| Selected extract |
>>>
Belford stood where he was left. His lips moved soundlessly. The bank-notes in his hand crackled as the stubby fingers clenched upon them. Presently he raised his head and looked with blurred vision along the path through the trees.
"Gawd!" he said, the refinement of the servant's hall now completely gone. "Gawd! What a bloke! What a bloody good bloke!"
Like Four Frightened People, this is another old Penguin which features an unfathomably favourable review from the time it was first published. A reviewer for the Glasgow Citizen considered The Rasp to be 'masterly' and 'worthy to stand on the same shelf as Trent's Last Case'. But while I appreciated Trent's Last Case, I didn't enjoy The Rasp at all, and rather than finding it masterly, I found it dull and far-fetched, with an explanation of the crime which seemed interminable and which took me several evenings to get through.
But my real difficulty with the story was in not finding a single character appealing — the female characters are either unfailingly efficient, given to hysteria, or, in the words of the protagonist, Puritan and sexless, while the male characters have been to the War and returned either neurasthenic or unscathed but speaking in the oddest way — a mixture of heartiness and bravado, and with what seems to be a rarely-overcome inclination to mock or patronise those of the lower classes.
It was the protagonist I found hardest to tolerate, although he was clearly conceived as a character intended to inspire admiration. He seemed to be an Ace Rimmer for the 1930s (and you can see this in the paragraph quoted above) — this would be fine in a work designed to amuse, but it is difficult to take when it is intended seriously. Anthony Gethryn seems to have excelled at everything he has ever attempted - sports, politics, painting, writing, and especially in his war service. And of course he is intelligent, charitable, self-deprecating and modest — so modest that he bristles should anyone should think of referring to him as Colonel. Yet somehow that title invariably makes itself known.
And it is on account of this general brilliance that Anthony Gethryn finds himself bored and restless, for nothing is a challenge to a man who excels at everything. When he is asked by The Owl, a newspaper of which he is co-proprietor, to undertake an investigation into the violent death of John Hoode, Gethryn doesn't think twice: The Owl may be in search of a scoop; he is just looking for adventure.
There are others interested in the story for it concerns the (locked-room) murder of the Minister of Imperial Finance in the Government, but the slain man's sister has her own reasons for keeping them away. So every member of the Press finds himself banned except Gethryn, and you have to conclude that his life is a charmed one — someone he meets gets him access to the house, and someone he knows turns out to be staying there, and so he is welcomed onto the investigation while all his competitors are kept well away.
And even though it would be entirely reasonable to criticise the police for having messed up the investigation, after they arrest the wrong man and fail to recognise the significance of even a single piece of evidence, Gethryn won't hear a negative word spoken against them, or at least against anyone above the level of sergeant. He concedes that anyone could make such mistakes - anyone other than himself clearly. He can intuit that the man they have arrested is not guilty because he has spoken with him, and his suppositions are invariably correct, for that is the way the story has been written; other people's conclusions seem always to be wrong.
<<<
[Object pointing dataset rows]
>>>
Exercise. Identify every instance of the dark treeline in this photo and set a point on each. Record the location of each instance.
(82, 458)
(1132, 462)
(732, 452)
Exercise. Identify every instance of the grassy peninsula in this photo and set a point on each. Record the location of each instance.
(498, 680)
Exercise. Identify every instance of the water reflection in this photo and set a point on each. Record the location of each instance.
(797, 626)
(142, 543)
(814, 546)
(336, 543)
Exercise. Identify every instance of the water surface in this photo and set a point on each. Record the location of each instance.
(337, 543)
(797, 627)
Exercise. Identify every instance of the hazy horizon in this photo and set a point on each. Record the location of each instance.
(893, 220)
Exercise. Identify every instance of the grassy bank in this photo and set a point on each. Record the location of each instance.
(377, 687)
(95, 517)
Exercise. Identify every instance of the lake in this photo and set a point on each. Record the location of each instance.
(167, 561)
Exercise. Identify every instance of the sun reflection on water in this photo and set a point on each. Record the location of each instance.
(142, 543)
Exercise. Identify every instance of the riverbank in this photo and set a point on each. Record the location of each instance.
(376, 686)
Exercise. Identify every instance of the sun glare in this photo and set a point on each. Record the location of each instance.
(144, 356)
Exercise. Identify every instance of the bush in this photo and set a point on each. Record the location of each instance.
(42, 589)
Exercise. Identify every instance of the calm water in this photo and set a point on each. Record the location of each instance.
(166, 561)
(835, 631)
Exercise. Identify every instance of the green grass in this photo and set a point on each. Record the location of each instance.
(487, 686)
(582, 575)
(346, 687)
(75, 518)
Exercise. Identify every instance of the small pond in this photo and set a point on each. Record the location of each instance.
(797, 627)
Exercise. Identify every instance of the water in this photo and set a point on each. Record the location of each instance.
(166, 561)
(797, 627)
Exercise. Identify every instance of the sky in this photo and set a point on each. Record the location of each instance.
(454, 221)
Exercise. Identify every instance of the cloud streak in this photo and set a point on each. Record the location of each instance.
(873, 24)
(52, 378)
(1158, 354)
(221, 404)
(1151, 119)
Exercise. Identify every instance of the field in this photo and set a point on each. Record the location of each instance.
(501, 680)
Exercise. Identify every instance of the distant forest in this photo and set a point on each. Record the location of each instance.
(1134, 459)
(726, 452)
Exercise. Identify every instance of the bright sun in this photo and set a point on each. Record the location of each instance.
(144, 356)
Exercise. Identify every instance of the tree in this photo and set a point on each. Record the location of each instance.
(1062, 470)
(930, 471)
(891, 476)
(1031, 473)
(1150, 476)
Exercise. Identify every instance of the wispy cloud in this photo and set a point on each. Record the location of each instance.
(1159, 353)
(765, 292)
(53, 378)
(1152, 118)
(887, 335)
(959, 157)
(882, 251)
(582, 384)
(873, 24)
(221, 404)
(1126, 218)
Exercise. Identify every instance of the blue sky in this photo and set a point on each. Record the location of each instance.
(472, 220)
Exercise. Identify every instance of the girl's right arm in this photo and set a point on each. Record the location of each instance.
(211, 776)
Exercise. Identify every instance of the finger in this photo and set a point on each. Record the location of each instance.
<<<
| Problems and tasks |
(1) Answer these questions about the review of The Rasp:
(a) A reviewer for which publication called The Rasp "masterly"?
(b) What newspaper does Anthony Gethryn co-own?
(c) What post in the Government did the murdered man hold?
(2) Print the part of the review of The Rasp that begins with the words "Like Four Frightened" and ends with "to get through.".

| Exercise responses |
(1)
(a) The Glasgow Citizen
(b) The Owl
(c) Minister of Imperial Finance

(2)
Like Four Frightened People, this is another old Penguin which features an unfathomably favourable review from the time it was first published. A reviewer for the Glasgow Citizen considered The Rasp to be 'masterly' and 'worthy to stand on the same shelf as Trent's Last Case'. But while I appreciated Trent's Last Case, I didn't enjoy The Rasp at all, and rather than finding it masterly, I found it dull and far-fetched, with an explanation of the crime which seemed interminable and which took me several evenings to get through.